----- Metin Parçası -----

OBAMA ORTADOĞU’DA EISENHOWER’IN
HATALARINI TEKRARLIYOR
Michael Doran (Hudson Enstitüsü kıdemli uzmanı ve eski Beyaz Saray Ortadoğu danışmanı;
“Ike’s Gamble: America’s Rise to Dominance in the Middle East”
kitabının yazarı)
Los Angeles Times, 28.10.2016
Tercüme: Zahide Tuba Kor
Son beş yıldır Amerikan
Başkanı Barack Obama, Moskova ve Tahran üzerine büyük bir bahis oynadı.
Bölgesel güvenlik mimarisinde Ruslara ve İranlılara alan açmak için ABD’nin
Ortadoğu’daki tarihi müttefiklerinden –yani İsrail, Suudi Arabistan ve
Türkiye’den- uzaklaştı. Tekrar tekrar bu kumar gündeme geliyor.
İran nükleer anlaşmasının
ABD-İran ilişkilerinde yeni bir dönemi başlatacağı sanılıyordu. Ama
beklentilerin aksine nükleer anlaşma bir Rusya-İran ittifakını doğurdu. Suriye
Cumhurbaşkanı Esed’i kurtarmak için Rus hava kuvvetleriyle iş tutan en güçlü
kara birlikleri, İran Cumhuriyet Muhafızlarının doğrudan kontrolü altında olup
bunlar bir yandan da Musul’u kuşatan birlikler üzerinde doğrudan veya vekiller
aracılığıyla dolaylı olarak aşırı nüfuz kullanıyorlar. Sonuç olarak Rus-İran
ittifakı, Tahran’dan Beyrut’a uzanan bir itaatkâr devletler koridoru inşa etme
yolunda ilerliyor.
Obama bu koridorun uzun vadeli
risklerini görmezlikten geldi; zira Ortadoğu’da uyumlu bir sistem inşası için
Tahran’la Moskova’nın kendisiyle iş tutacağı ümidindeydi. Yani el-Kaide ve
İslam Devleti’ne düşmanlık etrafında birleşen bir ülkeler kulübüyle bölgenin en
kötü hastalıklarını çevrelemede işbirliği yapılabileceği beklentisindeydi.
Başkan Obama’nın, İran’la
nükleer anlaşmayı imzalar imzalamaz belirttiği gibi, bu kulübün İslam
Devleti’nin ötesindeki meydan okumalara karşı da bir işbirliği yapması
beklentisi sözkonusuydu. (…) Suriye, Irak ve Yemen meseleleri de dâhil (…).
Ancak Obama’nın beklentisinin
aksine Tahran ılımlılaşmadı ve şu anda Yemen’deki Husiler, İran füzeleri ve
teşvikiyle Kızıldeniz’deki Amerikan gemilerine füze fırlatıyor.

-----

* _Yazılı Çalışma A_
Metin parçasında "Başkan Obama’nın, İran’la" ifadesinin geçtiği yerden başlayıp "de dâhil (…)." ifadesinden sonra durarak bu bölümü hiçbir değişiklik yapmadan alıntılayınız.
* _Yazılı Çalışma B_
Metin parçasına göre, Esed'i kurtarmak için Rus hava kuvvetleriyle iş tutan en güçlü kara birlikleri kimin kontrolü altındadır?
Malzemenin bu çalışmada hiçbir işlevi bulunmamaktadır.

----- Veri Kümesi Bölümü -----

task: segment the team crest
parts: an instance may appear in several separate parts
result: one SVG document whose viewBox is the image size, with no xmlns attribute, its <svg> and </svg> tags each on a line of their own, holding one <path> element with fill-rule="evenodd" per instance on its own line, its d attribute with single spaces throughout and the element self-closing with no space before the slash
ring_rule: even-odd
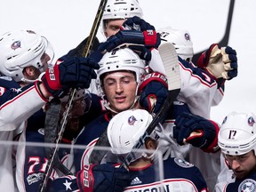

-----

* _Yazılı Yanıt A_
Başkan Obama’nın, İran’la
nükleer anlaşmayı imzalar imzalamaz belirttiği gibi, bu kulübün İslam
Devleti’nin ötesindeki meydan okumalara karşı da bir işbirliği yapması
beklentisi sözkonusuydu. (…) Suriye, Irak ve Yemen meseleleri de dâhil (…).

* _Yazılı Yanıt B_
İran Cumhuriyet Muhafızlarının doğrudan kontrolü altındadır.